-- BEGIN Records --

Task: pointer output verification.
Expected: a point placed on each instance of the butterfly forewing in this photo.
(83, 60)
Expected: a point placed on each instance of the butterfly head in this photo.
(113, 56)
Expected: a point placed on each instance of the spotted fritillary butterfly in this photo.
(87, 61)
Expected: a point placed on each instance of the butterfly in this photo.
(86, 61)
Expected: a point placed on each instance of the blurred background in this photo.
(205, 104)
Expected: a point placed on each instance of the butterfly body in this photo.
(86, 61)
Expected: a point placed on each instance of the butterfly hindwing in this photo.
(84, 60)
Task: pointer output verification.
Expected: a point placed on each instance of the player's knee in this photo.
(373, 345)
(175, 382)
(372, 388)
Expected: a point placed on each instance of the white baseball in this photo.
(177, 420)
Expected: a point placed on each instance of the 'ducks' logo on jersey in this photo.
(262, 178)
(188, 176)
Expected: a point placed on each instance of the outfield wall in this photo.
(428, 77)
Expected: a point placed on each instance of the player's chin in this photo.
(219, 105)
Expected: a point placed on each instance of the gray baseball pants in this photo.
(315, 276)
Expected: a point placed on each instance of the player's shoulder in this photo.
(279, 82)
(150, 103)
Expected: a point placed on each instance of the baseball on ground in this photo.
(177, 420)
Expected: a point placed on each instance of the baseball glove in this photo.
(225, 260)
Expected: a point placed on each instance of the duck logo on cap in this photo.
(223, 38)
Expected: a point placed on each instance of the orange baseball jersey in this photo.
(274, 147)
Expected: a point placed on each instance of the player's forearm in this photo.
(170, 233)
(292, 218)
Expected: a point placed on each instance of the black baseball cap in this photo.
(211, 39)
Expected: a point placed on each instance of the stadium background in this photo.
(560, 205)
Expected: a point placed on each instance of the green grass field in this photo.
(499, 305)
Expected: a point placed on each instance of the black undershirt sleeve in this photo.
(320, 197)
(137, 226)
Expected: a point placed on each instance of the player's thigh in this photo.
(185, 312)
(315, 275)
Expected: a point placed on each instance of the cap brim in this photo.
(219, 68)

-- END Records --

Return every record, word for word.

Task: pointer output verification.
Expected: a point placed on each instance of the butterfly forewing in this photo.
(83, 60)
Expected: a point placed on each instance of the butterfly head in this photo.
(113, 56)
Expected: a point placed on each instance of the spotted fritillary butterfly in this photo.
(87, 61)
Expected: a point placed on each instance of the butterfly in this photo.
(86, 61)
Expected: a point placed on each instance of the blurred background in this photo.
(205, 104)
Expected: a point placed on each instance of the butterfly body in this photo.
(86, 61)
Expected: a point placed on each instance of the butterfly hindwing in this photo.
(84, 60)
Task: pointer output verification.
Expected: a point placed on each instance of the player's knee in this photo.
(373, 345)
(175, 382)
(372, 388)
Expected: a point placed on each instance of the white baseball in this photo.
(177, 420)
Expected: a point placed on each instance of the 'ducks' logo on jersey in this photo.
(262, 178)
(188, 176)
Expected: a point placed on each instance of the outfield wall in this photo.
(428, 77)
Expected: a point placed on each instance of the player's chin in this photo.
(219, 105)
Expected: a point placed on each instance of the gray baseball pants in this photo.
(315, 276)
Expected: a point placed on each instance of the player's shoulder in this photo.
(279, 82)
(150, 103)
Expected: a point placed on each instance of the baseball on ground in this photo.
(177, 420)
Expected: a point placed on each instance of the baseball glove in this photo.
(225, 260)
Expected: a point placed on each instance of the duck logo on cap in this photo.
(223, 38)
Expected: a point placed on each instance of the orange baseball jersey in this photo.
(274, 147)
Expected: a point placed on each instance of the player's forearm in this photo.
(170, 233)
(292, 218)
Expected: a point placed on each instance of the black baseball cap in this photo.
(211, 39)
Expected: a point placed on each instance of the stadium background in this photo.
(560, 205)
Expected: a point placed on each instance of the green grass field in this photo.
(499, 305)
Expected: a point placed on each instance of the black undershirt sleeve in this photo.
(320, 197)
(137, 226)
Expected: a point placed on each instance of the player's thigh in this photo.
(185, 312)
(315, 275)
Expected: a point placed on each instance of the cap brim in this photo.
(219, 68)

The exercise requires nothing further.